- [Exercise input]

##############################

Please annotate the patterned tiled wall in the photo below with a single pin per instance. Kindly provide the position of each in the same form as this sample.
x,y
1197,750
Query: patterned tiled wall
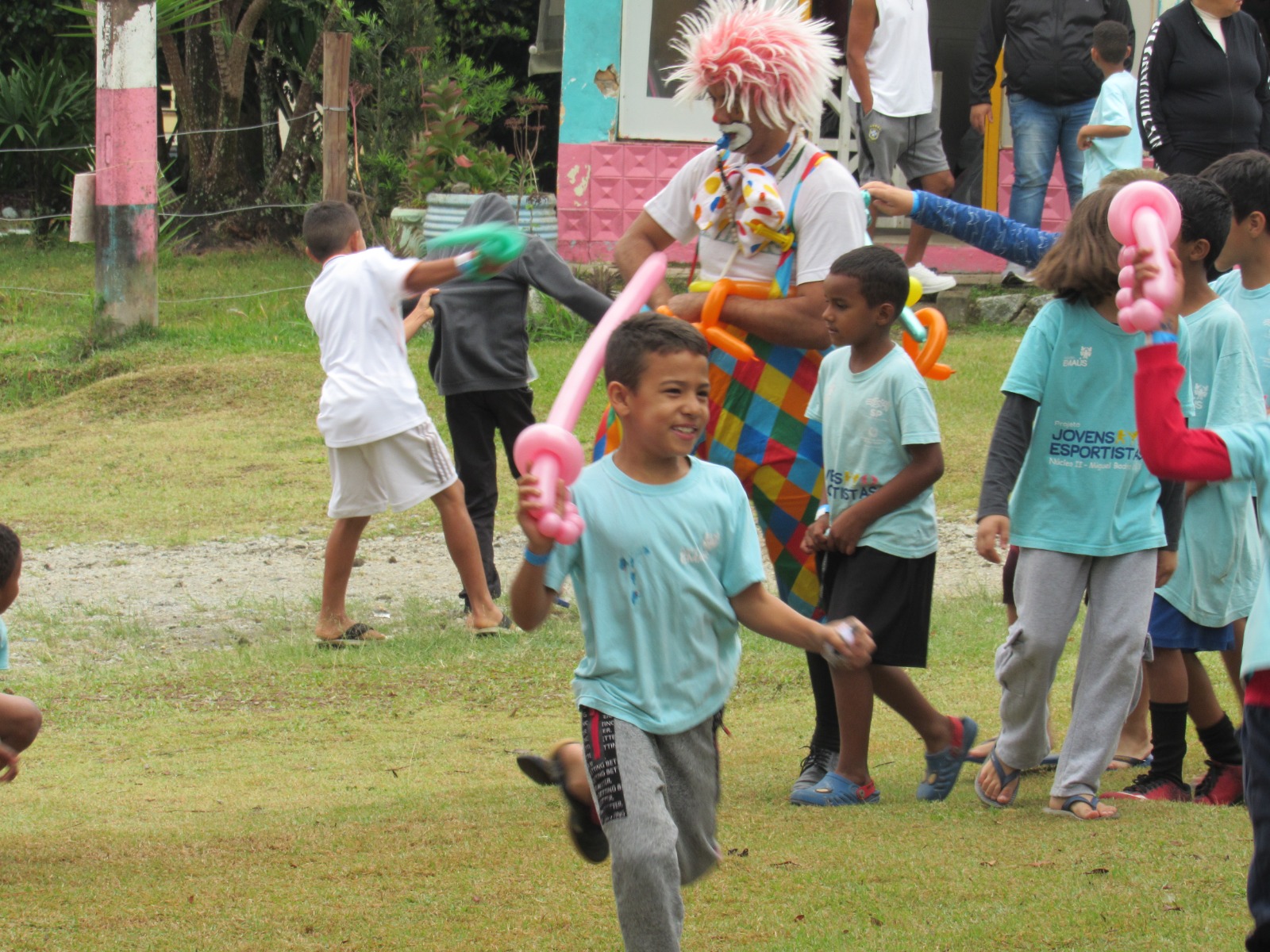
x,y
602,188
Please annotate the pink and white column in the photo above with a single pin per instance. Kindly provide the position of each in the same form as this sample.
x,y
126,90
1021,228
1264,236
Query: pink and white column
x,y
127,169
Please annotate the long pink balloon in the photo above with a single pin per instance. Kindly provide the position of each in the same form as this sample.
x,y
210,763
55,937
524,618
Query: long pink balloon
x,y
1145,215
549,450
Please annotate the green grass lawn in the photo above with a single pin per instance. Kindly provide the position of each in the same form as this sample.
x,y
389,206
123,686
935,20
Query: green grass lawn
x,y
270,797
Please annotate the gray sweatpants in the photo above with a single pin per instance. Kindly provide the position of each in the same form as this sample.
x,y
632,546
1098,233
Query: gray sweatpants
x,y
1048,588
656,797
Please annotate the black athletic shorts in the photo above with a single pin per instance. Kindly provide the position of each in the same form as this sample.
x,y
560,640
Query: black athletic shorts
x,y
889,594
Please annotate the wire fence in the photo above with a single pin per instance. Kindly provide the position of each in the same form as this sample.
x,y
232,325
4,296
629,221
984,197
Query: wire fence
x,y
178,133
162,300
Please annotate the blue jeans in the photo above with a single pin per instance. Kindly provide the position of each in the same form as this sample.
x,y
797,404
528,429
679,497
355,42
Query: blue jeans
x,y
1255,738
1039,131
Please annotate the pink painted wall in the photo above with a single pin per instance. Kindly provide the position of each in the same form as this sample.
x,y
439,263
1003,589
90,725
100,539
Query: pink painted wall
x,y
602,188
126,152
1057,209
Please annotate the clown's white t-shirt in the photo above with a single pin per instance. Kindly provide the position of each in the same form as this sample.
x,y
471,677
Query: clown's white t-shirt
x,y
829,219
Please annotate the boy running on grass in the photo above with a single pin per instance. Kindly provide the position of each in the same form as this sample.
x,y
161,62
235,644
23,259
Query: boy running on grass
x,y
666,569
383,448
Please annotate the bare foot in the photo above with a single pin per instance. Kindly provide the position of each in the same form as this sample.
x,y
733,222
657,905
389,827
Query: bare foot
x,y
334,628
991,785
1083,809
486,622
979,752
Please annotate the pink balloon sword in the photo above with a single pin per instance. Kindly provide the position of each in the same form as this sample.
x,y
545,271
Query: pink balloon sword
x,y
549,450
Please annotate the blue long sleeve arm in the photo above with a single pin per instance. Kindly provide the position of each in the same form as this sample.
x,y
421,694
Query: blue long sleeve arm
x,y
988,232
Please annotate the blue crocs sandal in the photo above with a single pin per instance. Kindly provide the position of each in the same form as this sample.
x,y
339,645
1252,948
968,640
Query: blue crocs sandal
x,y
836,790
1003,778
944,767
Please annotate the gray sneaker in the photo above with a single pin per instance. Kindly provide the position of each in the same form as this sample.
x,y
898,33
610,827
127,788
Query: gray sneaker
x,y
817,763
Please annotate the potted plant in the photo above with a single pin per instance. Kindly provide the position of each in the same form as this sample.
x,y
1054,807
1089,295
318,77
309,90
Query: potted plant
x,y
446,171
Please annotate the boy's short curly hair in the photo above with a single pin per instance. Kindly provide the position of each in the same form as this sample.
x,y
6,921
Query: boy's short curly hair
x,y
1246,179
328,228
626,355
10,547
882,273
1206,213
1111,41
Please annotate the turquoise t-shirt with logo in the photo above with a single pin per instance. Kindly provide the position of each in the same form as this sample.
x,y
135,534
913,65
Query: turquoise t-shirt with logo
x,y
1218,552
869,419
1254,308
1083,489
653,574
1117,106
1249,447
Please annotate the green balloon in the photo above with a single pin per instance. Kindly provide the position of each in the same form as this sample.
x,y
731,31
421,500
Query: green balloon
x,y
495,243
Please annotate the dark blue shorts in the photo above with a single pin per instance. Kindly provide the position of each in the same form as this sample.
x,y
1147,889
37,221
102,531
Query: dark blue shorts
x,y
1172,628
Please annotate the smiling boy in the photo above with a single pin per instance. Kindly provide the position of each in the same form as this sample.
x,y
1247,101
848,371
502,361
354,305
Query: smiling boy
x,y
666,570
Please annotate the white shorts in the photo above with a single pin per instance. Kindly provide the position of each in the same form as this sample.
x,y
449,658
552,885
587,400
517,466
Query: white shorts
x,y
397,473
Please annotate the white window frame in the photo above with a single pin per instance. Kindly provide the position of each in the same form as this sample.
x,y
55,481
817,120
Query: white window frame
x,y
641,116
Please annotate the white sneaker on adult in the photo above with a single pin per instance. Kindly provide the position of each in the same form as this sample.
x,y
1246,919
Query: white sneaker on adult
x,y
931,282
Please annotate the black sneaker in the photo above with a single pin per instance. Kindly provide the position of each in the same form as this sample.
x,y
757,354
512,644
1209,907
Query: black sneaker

##############################

- [What to do]
Each record must be returned exactly as it stands, and the images omitted.

- [Task answer]
Please annotate the patterned tiled wall in the photo below with a single pin per instance. Kindly provide the position of each in the same form as this sample.
x,y
1197,750
Query: patterned tiled wall
x,y
602,188
Please annotate the pink and white column in the photo above with a single pin per instance. Kindly provide the position of each in the same form as this sample.
x,y
126,90
1021,228
1264,236
Query: pink and white column
x,y
127,169
Please annotate the long pink balloon in the photo above with a single pin per instance. Kindly provide the position of each in the same form as this sample.
x,y
210,763
55,937
524,618
Query: long pink balloon
x,y
1145,215
549,450
Please annotate the green grass lawn in the photo above with a single pin per instance. Kindly provide the position of each in the same form as this sample.
x,y
389,206
123,686
935,20
Query: green grass lawn
x,y
270,797
Please annotate the gray sweatpants in the photo above with a single pin per instance. Kindly provide the position of each in the same form as this sample.
x,y
632,546
1098,233
Query: gray sweatpants
x,y
1048,588
656,797
Please annotate the black athletic shorts in the photo above with a single pin per instance. Kindly provide the position of each in the same form as this sample.
x,y
560,640
Query: black athletic shorts
x,y
889,594
Please annotate the wire fence in the photo above with a single pin per instance. Kindly provide the position of each in the same form as this sample.
x,y
232,325
4,296
629,221
984,197
Query: wire fence
x,y
178,133
162,300
Please annotate the blue jeans in the photo above with a single pin per instance. Kindly provide the position of each in the same form as this sample.
x,y
797,404
528,429
679,497
355,42
Query: blue jeans
x,y
1255,738
1039,131
Please annotate the pink painted wall in the photo above with a single pin per instance. Kindly provide the position of each in the same form as this sample.
x,y
439,263
1003,589
90,725
100,539
Query: pink painted wall
x,y
602,188
126,152
1057,209
Please annotate the clown's white t-shirt in the photo above with a single pin per instance. Kindly provide the position of each in the same form as this sample.
x,y
471,677
Query: clown's white t-shirt
x,y
829,219
Please annotate the boy running on grass in the photo above with a single pin per instance. Kindly provide the position of each in the same form as this sample.
x,y
161,62
235,644
23,259
Query: boy running on grass
x,y
666,569
383,448
Please annotate the bare foot in the photo above with a single pin per instance. Kindly provide the position of each in the same form as this sample.
x,y
733,222
657,905
389,827
Query: bare foot
x,y
334,628
991,785
1083,809
486,622
979,752
Please annotate the pink balloon sword in the photo above with a single pin per instance. Kindly provide the position of each in the same form as this sample.
x,y
545,271
Query: pink balloon sword
x,y
549,450
Please annotate the blue long sleeve arm in the photo above with a single pin per instance. Kindly provide the position of each in the same form as this sample.
x,y
421,694
Query: blue long sleeve arm
x,y
988,232
Please annotate the blue crocs sandal in the photo above with a single pin per instance. Kindly provide the position of each in the same form as this sample.
x,y
339,645
1252,948
968,640
Query: blue crocs sandal
x,y
836,790
1003,778
944,767
Please annotate the gray sneaker in the photo above with a single pin per instance. Kindly provide the position of each in the same form as this sample.
x,y
898,33
610,827
127,788
Query: gray sneaker
x,y
817,763
Please annotate the potted plant in the photo above with a single pin per instance. Kindly provide the position of each in the same form as this sample.
x,y
1054,807
1089,295
318,77
309,90
Query: potted plant
x,y
446,171
Please annotate the boy's short curly hair in the photo above with a single pin per instance. Kindly provide the position of each in the same form as this sample.
x,y
6,921
Query: boy's short curly hair
x,y
1246,179
328,228
626,355
10,547
882,273
1206,213
1111,41
Please annotate the turquoise t-shirt with logo in the photo above with a single pin per instance. Kindly provide the position of each in the same form as this sample.
x,y
135,534
913,65
Query: turquoise t-shirt with logo
x,y
1218,552
869,419
1254,308
1083,489
653,574
1117,106
1249,447
Please annotate the green balloon in the photo above with a single pin per instance. Kindly provide the position of each in the same form as this sample.
x,y
731,31
421,500
Query: green balloon
x,y
495,243
Please annotate the dark blue shorts in the photo above with a single pin per instance. Kindly provide the position of each in the same form as this sample.
x,y
1147,889
37,221
102,531
Query: dark blue shorts
x,y
1172,628
Please annotate the smiling boy in the photo above with a single pin per instance. Kindly provide the position of each in the same form as this sample.
x,y
1247,101
848,371
502,361
354,305
Query: smiling boy
x,y
666,570
Please annotate the white shorts in the photo above with a single pin per instance. Kindly provide the position of each in the same form as this sample.
x,y
449,658
552,885
587,400
517,466
Query: white shorts
x,y
397,473
Please annotate the white window frame in the photo above with a single pin per instance. Kindly provide the position of each in the same form as this sample.
x,y
55,481
817,120
Query: white window frame
x,y
641,116
Please annotate the white sneaker on adult in the photo above with a single pin per instance. Kindly provide the position of each in the same form as this sample.
x,y
1246,919
Query: white sneaker on adult
x,y
931,282
Please annotate the black sneaker in the photo above with a single pin per instance. Kindly provide the position of each in the same form as this sample.
x,y
757,354
512,644
1209,907
Query: black sneaker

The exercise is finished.